Return only the lines starting at the line that contains "of the highway" and ending with the final line of the listing; include both endpoints.

[start]

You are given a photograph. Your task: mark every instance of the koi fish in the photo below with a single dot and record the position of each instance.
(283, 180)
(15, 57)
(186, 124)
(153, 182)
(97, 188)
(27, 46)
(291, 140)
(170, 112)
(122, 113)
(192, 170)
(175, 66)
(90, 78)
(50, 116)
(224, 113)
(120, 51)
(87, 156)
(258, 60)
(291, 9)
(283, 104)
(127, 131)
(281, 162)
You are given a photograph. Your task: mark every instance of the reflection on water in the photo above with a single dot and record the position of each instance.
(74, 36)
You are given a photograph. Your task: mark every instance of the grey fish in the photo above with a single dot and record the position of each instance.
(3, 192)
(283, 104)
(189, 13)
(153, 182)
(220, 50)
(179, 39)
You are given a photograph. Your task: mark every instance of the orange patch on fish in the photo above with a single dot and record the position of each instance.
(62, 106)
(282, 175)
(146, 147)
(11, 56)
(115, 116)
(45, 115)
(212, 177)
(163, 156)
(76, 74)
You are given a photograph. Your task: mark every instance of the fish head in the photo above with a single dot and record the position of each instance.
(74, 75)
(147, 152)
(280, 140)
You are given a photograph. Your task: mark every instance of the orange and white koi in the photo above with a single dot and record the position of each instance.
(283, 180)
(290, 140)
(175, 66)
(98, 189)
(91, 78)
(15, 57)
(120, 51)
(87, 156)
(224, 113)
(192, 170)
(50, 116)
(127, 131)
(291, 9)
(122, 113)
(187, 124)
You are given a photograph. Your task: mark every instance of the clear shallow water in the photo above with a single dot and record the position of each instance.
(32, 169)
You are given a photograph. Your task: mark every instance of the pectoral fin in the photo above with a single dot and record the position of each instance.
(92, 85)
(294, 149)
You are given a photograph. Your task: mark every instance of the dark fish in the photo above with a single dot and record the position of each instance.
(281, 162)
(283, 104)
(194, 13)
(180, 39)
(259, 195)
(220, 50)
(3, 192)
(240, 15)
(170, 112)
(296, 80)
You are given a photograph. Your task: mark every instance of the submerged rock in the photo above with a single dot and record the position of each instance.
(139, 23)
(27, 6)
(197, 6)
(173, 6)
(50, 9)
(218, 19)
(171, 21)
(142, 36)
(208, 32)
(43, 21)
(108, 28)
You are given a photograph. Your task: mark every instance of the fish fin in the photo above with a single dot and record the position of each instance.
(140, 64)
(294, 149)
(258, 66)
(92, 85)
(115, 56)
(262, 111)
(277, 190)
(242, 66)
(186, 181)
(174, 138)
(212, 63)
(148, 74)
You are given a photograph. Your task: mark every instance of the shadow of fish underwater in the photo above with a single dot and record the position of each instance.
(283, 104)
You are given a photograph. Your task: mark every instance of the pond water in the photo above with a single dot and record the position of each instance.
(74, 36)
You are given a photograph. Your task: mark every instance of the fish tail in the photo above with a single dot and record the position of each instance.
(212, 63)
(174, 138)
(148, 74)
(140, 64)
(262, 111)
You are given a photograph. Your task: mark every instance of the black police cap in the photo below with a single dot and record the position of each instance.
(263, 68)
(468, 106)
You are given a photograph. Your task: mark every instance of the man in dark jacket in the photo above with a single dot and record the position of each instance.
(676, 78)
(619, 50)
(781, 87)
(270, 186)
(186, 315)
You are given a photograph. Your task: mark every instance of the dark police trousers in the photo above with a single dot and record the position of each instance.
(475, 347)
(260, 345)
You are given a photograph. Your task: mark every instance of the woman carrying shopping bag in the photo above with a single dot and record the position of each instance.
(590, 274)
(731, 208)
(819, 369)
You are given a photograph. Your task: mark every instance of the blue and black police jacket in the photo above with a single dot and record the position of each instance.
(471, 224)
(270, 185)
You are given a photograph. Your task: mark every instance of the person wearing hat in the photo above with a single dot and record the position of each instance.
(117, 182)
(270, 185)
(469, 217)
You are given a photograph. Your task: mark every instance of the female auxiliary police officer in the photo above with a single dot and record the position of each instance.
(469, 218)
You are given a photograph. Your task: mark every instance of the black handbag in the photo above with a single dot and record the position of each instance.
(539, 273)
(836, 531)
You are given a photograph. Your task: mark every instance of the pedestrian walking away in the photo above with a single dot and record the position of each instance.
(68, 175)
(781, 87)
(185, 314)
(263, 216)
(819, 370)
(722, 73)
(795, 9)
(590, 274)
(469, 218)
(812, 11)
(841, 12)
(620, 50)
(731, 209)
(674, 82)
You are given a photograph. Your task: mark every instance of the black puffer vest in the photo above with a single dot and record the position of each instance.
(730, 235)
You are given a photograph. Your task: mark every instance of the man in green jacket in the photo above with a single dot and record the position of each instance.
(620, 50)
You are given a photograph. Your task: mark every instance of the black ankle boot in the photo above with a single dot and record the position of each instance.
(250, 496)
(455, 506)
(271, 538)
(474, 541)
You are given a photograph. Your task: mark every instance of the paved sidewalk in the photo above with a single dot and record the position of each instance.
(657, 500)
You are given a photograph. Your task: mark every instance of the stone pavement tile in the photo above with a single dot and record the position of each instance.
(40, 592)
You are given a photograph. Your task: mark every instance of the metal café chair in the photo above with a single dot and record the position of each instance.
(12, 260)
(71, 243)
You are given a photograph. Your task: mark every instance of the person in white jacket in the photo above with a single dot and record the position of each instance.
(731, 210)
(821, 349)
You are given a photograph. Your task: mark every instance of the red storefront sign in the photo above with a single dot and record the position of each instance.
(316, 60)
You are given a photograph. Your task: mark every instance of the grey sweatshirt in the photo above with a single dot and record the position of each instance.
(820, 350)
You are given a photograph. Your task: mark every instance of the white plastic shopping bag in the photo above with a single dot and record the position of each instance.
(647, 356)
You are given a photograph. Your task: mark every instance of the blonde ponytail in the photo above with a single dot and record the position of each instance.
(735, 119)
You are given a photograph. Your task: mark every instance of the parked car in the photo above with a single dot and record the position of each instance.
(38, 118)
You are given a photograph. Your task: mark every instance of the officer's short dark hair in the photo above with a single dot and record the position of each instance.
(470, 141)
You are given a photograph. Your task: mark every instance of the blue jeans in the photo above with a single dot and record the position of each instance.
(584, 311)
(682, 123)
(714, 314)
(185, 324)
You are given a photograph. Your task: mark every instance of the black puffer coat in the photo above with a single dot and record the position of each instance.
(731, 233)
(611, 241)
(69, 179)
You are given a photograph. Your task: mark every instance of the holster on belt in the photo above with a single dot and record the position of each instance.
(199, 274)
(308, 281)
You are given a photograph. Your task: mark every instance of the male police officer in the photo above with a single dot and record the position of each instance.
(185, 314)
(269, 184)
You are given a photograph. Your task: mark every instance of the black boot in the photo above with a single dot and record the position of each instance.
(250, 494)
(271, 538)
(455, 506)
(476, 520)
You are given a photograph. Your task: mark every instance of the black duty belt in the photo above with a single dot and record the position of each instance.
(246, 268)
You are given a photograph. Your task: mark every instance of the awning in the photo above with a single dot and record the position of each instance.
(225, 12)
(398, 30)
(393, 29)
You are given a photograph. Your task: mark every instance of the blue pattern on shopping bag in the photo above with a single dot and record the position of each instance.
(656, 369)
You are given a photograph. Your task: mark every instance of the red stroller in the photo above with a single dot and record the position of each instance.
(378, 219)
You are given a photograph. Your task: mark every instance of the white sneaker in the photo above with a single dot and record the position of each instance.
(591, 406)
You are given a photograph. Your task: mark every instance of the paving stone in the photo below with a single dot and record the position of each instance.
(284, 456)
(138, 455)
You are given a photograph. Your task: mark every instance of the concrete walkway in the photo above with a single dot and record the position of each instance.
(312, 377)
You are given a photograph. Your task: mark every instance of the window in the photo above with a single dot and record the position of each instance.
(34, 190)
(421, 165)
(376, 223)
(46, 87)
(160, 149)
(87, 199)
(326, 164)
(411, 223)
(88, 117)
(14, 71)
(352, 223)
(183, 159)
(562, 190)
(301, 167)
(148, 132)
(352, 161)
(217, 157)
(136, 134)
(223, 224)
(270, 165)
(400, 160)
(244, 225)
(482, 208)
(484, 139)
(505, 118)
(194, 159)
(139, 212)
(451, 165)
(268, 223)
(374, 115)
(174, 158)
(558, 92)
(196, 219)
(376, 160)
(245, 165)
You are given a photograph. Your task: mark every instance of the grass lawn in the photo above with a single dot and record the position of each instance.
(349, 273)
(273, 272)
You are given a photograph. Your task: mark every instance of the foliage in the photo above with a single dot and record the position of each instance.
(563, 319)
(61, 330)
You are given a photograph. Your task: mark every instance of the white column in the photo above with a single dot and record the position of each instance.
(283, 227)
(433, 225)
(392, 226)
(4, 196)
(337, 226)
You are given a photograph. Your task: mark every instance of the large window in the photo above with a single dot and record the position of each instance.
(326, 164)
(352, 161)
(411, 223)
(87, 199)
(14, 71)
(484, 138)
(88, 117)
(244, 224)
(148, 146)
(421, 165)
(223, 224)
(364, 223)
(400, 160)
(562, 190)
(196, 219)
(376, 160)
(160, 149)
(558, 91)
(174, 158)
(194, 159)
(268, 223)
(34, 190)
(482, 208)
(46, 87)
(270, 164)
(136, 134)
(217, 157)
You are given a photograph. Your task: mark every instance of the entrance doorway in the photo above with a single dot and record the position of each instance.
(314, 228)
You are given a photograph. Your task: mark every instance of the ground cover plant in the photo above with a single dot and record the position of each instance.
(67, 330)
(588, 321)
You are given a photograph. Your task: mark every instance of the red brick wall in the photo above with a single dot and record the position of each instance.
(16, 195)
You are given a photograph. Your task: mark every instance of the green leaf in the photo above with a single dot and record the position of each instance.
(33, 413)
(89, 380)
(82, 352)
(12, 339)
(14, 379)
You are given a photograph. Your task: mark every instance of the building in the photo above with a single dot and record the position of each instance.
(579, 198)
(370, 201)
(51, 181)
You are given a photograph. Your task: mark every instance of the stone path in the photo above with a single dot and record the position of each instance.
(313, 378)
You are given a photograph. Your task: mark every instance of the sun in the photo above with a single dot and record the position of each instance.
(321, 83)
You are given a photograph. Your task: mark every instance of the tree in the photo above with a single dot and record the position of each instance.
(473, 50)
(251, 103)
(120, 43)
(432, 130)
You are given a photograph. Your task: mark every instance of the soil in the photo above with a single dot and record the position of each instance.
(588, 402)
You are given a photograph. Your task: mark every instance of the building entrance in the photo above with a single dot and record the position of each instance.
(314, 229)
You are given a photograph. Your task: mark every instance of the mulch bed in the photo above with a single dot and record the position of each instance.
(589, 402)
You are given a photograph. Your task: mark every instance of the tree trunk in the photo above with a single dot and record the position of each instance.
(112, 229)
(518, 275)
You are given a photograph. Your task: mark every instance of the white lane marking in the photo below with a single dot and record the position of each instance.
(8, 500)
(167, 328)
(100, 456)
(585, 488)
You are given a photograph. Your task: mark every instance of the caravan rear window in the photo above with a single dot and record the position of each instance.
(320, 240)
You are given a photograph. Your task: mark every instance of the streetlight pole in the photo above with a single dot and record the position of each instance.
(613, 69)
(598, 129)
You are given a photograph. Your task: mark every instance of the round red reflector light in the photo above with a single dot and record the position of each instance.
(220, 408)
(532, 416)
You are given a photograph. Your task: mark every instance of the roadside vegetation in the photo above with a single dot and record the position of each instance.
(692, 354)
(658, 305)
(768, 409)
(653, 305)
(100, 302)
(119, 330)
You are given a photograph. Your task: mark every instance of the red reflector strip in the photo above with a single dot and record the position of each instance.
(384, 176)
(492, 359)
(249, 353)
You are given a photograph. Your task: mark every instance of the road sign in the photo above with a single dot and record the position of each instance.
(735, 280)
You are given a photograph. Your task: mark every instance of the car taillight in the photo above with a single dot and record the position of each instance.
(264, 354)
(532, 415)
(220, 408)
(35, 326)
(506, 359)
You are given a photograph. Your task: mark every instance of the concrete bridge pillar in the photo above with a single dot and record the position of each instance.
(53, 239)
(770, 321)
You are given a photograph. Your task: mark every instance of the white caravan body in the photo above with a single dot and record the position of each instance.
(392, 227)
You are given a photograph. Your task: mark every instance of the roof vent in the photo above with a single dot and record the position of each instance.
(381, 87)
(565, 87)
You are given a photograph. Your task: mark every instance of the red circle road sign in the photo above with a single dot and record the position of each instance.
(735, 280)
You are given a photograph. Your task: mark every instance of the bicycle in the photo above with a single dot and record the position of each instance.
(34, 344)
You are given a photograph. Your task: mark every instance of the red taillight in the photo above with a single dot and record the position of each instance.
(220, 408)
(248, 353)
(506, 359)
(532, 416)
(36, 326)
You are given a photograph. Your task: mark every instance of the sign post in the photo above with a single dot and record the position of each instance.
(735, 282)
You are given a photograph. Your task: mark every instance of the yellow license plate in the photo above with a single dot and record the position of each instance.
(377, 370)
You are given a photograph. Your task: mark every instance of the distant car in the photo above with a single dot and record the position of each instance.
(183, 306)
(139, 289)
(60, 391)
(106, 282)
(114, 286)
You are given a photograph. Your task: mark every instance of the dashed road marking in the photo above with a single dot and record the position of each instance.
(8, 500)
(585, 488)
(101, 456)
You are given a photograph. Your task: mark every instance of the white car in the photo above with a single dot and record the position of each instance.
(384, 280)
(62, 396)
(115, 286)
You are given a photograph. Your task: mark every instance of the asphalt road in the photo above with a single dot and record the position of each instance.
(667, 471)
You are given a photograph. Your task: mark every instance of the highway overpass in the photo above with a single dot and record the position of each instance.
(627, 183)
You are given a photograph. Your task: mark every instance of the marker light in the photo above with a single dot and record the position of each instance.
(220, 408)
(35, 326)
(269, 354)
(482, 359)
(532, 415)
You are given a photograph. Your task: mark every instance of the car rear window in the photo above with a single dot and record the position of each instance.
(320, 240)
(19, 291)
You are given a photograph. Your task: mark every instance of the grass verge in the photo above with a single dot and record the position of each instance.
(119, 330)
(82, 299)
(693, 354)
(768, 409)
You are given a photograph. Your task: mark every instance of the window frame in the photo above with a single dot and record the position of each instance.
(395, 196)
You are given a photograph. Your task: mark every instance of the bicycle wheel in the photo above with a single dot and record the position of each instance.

[end]

REPLY:
You are given a photograph. Your task: mark every instance of the highway overpass in the photo above with a single dot and record the position of each instance.
(627, 183)
You are given a photograph. Your task: mark every instance of the marker light in the photo above with a single dot and record the position of each instance.
(220, 408)
(35, 326)
(269, 354)
(482, 359)
(532, 415)
You are given a photograph. Your task: mark every instance of the car rear window in the photo above with a single dot and record the position of each instance.
(320, 240)
(19, 291)
You are given a photograph. Your task: mark every instance of the grass verge in the photo above with a single dot and record the position of each instance.
(119, 330)
(82, 299)
(693, 354)
(768, 409)
You are given a photograph. Your task: mark every instance of the window frame in the photo above with a single dot and record the position of each instance.
(395, 196)
You are given a photograph. Your task: mark every instance of the bicycle wheel in the photo above with a single dot and record the position of each instance.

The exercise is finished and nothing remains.